PASSAGE PROVIDED:
Segment Open
Significance of the ties

  • COVID Management: Australia is one of the few countries that has managed to combat COVID-19 so far through “controlled adaptation” by which the coronavirus has been suppressed to very low levels.
  • STEM: From farming practices through food processing, supply and distribution to consumers, the Australian agribusiness sector has the desired R&D capacity, experience and technical knowledge.
  • Natural resources: Australia is rich in natural resources that India’s growing economy needs. It also has huge reservoirs of strength in higher education, scientific and technological research.
  • Alliance with US: The two countries also have increasingly common military platforms as India’s defence purchases from the US continue to grow.
  • Affinity with ASEAN: Australia has deep economic, political and security connections with the ASEAN and a strategic partnership with one of the leading non-aligned nations, Indonesia.
Segment Closed
STUDY QUESTIONS:
1/ Reproduce the passage on the significance of India–Australia ties word for word from "Significance of the" to "continue to grow.".
2/ Answer these questions using the passage on the significance of India–Australia ties:
(a) Through what approach has Australia suppressed the coronavirus to very low levels?
(b) With which leading non-aligned nation does Australia have a strategic partnership?
(c) What continues to grow as the two countries gain increasingly common military platforms?
3/ Write the next part of the passage on the significance of India–Australia ties, picking up after its final point.

(Records from a collection)
Segment Open
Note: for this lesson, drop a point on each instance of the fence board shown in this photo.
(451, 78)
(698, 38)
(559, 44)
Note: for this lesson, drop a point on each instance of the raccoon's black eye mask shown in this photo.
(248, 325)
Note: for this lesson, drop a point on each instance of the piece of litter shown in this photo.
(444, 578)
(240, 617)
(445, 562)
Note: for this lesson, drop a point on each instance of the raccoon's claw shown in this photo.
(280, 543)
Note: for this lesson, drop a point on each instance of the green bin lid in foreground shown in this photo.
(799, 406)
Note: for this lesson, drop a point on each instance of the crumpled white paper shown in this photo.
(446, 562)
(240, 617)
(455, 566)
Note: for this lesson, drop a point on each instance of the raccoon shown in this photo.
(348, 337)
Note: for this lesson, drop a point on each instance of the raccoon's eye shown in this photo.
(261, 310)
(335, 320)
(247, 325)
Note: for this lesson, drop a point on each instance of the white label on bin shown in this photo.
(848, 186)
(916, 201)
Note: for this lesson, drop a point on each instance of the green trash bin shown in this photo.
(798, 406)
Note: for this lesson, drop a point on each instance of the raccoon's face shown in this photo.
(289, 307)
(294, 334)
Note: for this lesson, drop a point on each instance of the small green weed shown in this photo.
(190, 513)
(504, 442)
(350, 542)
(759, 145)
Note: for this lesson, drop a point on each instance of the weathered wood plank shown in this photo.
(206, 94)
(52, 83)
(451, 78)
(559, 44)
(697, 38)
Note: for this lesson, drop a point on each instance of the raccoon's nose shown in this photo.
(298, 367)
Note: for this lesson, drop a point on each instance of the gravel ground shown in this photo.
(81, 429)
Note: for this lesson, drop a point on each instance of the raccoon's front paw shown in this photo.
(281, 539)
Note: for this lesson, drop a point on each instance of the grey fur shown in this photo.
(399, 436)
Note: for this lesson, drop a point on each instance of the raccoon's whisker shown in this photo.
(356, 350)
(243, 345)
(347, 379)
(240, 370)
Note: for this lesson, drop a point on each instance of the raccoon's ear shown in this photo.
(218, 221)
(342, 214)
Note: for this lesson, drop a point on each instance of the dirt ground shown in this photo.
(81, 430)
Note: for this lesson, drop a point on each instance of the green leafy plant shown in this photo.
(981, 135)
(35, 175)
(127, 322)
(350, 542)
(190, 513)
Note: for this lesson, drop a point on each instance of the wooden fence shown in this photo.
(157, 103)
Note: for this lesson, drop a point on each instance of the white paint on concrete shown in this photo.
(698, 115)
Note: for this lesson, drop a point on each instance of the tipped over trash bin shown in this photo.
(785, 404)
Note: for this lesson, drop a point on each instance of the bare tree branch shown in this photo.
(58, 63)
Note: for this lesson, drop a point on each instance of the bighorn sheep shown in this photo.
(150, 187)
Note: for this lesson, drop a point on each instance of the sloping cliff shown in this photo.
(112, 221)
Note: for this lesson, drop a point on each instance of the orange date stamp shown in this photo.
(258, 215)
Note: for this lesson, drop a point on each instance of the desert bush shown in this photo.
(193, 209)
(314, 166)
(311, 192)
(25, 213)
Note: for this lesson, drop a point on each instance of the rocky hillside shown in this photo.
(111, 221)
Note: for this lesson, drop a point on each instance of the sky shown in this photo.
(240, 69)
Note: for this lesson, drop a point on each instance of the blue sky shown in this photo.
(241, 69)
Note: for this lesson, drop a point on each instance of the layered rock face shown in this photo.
Segment Closed
ANSWERS BELOW:
1/
Significance of the ties

  • COVID Management: Australia is one of the few countries that has managed to combat COVID-19 so far through “controlled adaptation” by which the coronavirus has been suppressed to very low levels.
  • STEM: From farming practices through food processing, supply and distribution to consumers, the Australian agribusiness sector has the desired R&D capacity, experience and technical knowledge.
  • Natural resources: Australia is rich in natural resources that India’s growing economy needs. It also has huge reservoirs of strength in higher education, scientific and technological research.
  • Alliance with US: The two countries also have increasingly common military platforms as India’s defence purchases from the US continue to grow.

2/
(a) Through "controlled adaptation."
(b) Indonesia.
(c) India's defence purchases from the US.

3/
  • Containing China: The Indo-Pacific region has the potential to facilitate connectivity and trade between India and Australia. Both nations can leverage their equation in QUAD to contain China.

International cooperation

  • Support at UNSC: Australia supports India’s candidature in an expanded UN Security Council.
  • APEC: Australia   is   an   important   player   in   APEC   and   supports   India’s membership of the organisation. In 2008, Australia became an Observer in SAARC.

Some irritants in ties

  • Trade imbalance: India’s trade deficit with Australia has been increasing since 2001-02 due to India-Australia Free Trade Agreement. It is also a contentious issue in the ongoing RCEP negotiations which India left.
  • High tariff on agri products in India: India has a high tariff for agriculture and dairy products which makes it difficult for Australian exporters to export these items to India.
  • Non-tariff barriers in Australia: At the same time, India facesnon-tariff barriers and its skilled professionals in the Australian labour market face discrimination.
  • Visa Policy: India wants greater free movement and relaxed visa norms for its IT professionals, on which Australia is reluctant.
  • Future of QUAD: Australian lobby has sparked speculation over the fate of the Quadrilateral Consultative Dialogue (the ‘Quad) involving India, Australia, Japan and the United States.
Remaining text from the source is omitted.